# REQUEST 1
Reproduce a passage from the blog comment thread on story openings verbatim, starting at the words "I love blogging, and" and ending after the words "Blah. Blah. Blah.".
# REQUEST 2
Carry on the blog comment thread on story openings, picking up immediately after its last sentence.

# SELECTED EXCERPT
I love blogging, and it amazes me just how many of them are out there and how you can get lost in what they offer. One of the most popular features at my blog, The Busy Mom’s Daily, is Diary of a Busy Mom where I share some of my parenting challenges.
Here’s the opening of a picture book I just finished:
“I’m sure you know that beautiful blonde girl whose fairy godmother helped her go to the ball. She met a prince and they lived happily ever after.
Blah. Blah. Blah.
Bet you felt sorry for Cinderella when you heard how hard her stepmother made her work. Well, I’m here to tell you, you’ve been lied to.
Deceived.
Manipulated.”
Jenni Brummett
Cheryl, the beginning portion of your picture book is intriguing.
Cheryl Malandrinos
Thanks Jenni. I’m glad you like it.
Janet Grant
Cheryl, I love the tone of the picture book; I want to read that book.
Cheryl Malandrinos
You made me smile, Janet. Thank you for your kind words.
Christine Dorman / @looneyfilberts
Love it, Cheryl!
Cheryl Malandrinos
Thanks Christine. I’m glad you like it. This type of story is so different from what I usually write. I wanted to give this a try to see how it came out.
Jennifer Major
Oh my word!! That is awesome. I want to read the next page!
Peter DeHaan
Janet, I know to do these things for books, but I need to make sure I’m applying them to my blog posts. Thanks for the reminder.
Janet Grant
Peter, you’re welcome.
Jenni Brummett
Here’s the first few lines from my WIP.
My work-worn hands itched to grab the switch that would change the course of my future.
The overseer, Mr. Martin, paced across the vibrating floor. He watched and waited for a hint of disruption. The mill stunk of sweat and tobacco juice. And through the air there crept a tension caused by defiance.

# Point annotations for photos
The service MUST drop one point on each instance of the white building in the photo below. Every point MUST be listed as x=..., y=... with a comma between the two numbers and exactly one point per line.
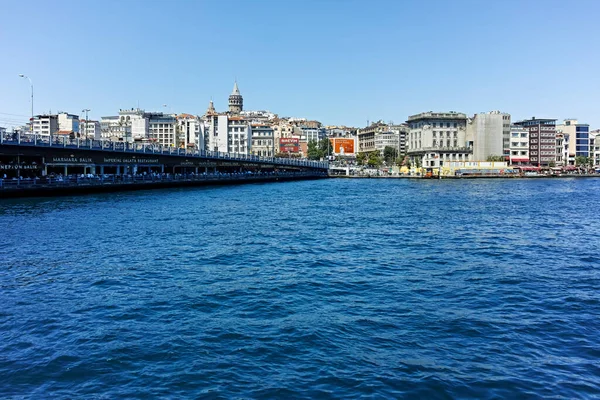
x=162, y=128
x=90, y=129
x=68, y=123
x=191, y=131
x=263, y=140
x=387, y=139
x=436, y=138
x=519, y=145
x=487, y=133
x=136, y=124
x=310, y=134
x=596, y=155
x=45, y=125
x=111, y=128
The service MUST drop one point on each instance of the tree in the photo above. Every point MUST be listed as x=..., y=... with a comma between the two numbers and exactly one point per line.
x=582, y=161
x=314, y=153
x=325, y=147
x=389, y=154
x=374, y=159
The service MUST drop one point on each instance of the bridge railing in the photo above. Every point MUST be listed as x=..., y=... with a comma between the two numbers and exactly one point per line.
x=78, y=180
x=66, y=141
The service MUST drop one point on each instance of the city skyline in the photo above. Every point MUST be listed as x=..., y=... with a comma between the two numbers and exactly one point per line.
x=327, y=61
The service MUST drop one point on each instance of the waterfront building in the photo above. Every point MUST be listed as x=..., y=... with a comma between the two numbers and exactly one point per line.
x=90, y=129
x=518, y=151
x=236, y=101
x=68, y=124
x=488, y=132
x=312, y=134
x=596, y=159
x=45, y=125
x=366, y=136
x=162, y=128
x=110, y=128
x=402, y=131
x=190, y=131
x=257, y=117
x=136, y=124
x=579, y=138
x=385, y=139
x=263, y=140
x=438, y=137
x=282, y=128
x=542, y=140
x=562, y=149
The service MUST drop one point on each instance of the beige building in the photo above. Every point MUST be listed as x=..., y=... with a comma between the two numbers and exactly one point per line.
x=366, y=136
x=519, y=146
x=487, y=132
x=438, y=138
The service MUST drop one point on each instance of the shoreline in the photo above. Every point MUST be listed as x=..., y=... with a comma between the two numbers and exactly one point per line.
x=435, y=178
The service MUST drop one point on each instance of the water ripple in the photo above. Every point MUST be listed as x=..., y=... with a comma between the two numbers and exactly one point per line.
x=330, y=289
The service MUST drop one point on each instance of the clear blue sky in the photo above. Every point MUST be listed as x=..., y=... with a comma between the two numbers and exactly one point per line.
x=340, y=62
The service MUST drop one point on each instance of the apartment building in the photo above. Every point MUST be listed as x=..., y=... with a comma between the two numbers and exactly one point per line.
x=488, y=133
x=263, y=140
x=542, y=140
x=438, y=137
x=518, y=150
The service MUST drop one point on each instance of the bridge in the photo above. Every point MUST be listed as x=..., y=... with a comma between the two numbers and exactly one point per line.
x=30, y=155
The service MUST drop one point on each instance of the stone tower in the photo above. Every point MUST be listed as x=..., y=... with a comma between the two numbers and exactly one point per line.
x=236, y=102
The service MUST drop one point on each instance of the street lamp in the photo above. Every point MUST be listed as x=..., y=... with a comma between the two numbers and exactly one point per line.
x=31, y=83
x=86, y=110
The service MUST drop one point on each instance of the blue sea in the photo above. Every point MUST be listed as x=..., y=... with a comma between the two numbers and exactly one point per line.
x=339, y=288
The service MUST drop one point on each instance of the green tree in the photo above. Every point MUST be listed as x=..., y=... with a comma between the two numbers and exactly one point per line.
x=389, y=154
x=374, y=159
x=325, y=147
x=361, y=158
x=314, y=153
x=582, y=161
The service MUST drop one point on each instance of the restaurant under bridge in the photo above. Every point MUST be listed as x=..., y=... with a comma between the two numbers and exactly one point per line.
x=30, y=156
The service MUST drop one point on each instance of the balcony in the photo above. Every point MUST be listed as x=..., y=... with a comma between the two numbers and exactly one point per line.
x=440, y=149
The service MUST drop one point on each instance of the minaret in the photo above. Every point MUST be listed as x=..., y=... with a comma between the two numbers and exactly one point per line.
x=236, y=102
x=211, y=109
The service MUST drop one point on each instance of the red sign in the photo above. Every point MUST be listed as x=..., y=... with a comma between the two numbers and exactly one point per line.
x=342, y=145
x=289, y=145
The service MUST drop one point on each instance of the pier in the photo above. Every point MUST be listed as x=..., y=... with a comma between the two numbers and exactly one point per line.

# EXERCISE OUTPUT 1
I love blogging, and it amazes me just how many of them are out there and how you can get lost in what they offer. One of the most popular features at my blog, The Busy Mom’s Daily, is Diary of a Busy Mom where I share some of my parenting challenges.
Here’s the opening of a picture book I just finished:
“I’m sure you know that beautiful blonde girl whose fairy godmother helped her go to the ball. She met a prince and they lived happily ever after.
Blah. Blah. Blah.

# EXERCISE OUTPUT 2
Janet Grant
I might actually put the first sentence after the sentence ending in “defiance.” Since the first sentence is about the narrator, it’s a big switch to immediately move to what Mr. Martin is doing. Just my thought.
Jenni Brummett
Thanks for your idea Janet.
Jenni Brummett
Round #2
My work-worn hands itched to grab the switch that would change the course of my future. “I don’t agree.” The words I spoke were inaudible over the roar of the looms. I watched for tangled threads until my eyes ached. My fingers hovered over the spools, poised to respond.
The mill stunk of sweat and tobacco juice, and through the air there crept a tension caused by defiance.
The overseer, Mr. Martin, watched and waited for a hint of disruption. He paced the vibrating floor past a long line of machines manned by girls halfway through their ten-hour day of drudgery. We all had the same stance, uniform, and hairstyle in a pouf on top of our cotton-coated heads. But we all didn’t have the same opinion about what would happen next.
The first move was coming, and I was going to make it.
Christen Krumm
Here’s the start of my Yet-To-Be-Named Novel (working title is The Black Knight):
It had been twenty-five years since the Great Divide. Twenty-Five years since the once great United States split. The split happened from years of disagreement. Years of dissention and disagreements.
Still not sure if I like it, but I’m still in the “keep writing and don’t look back until the end” stage 🙂
—Christen Krumm
ChristenKrumm.com
Janet Grant
Christen, the idea is intriguing, but the opening would benefit from some tightening. I understand that you’re just getting it all down, which as a rabid self-editor, I’ve always struggled with making progress rather than editing.
Adelle Gabrielson
Love this! Love reading everyone else’s openers, too.
One of my favorite books of all time opens with:
“Christmas won’t be Christmas without any presents.”
Fifty points for anyone who can name the author and book!
One of my recent parenting blog posts begins with this:
“Kindly, my five year old reminded us this morning that no matter what we think, or how well things are going, we, his parents, are not even remotely in control.
Thankfully, God is bigger than this kid’s will.”
Jenny Leo
Oh, can I play? That’s one of my very favorites, Adele! Louisa May Alcott’s Little Women.
Who remembers this one:
“{Character name} was not beautiful, but men seldom realized it when caught by her charm as the Tarleton twins were.”
Janet Grant
Jenny, Gone with the Wind, my favorite novel as an 8th-grader.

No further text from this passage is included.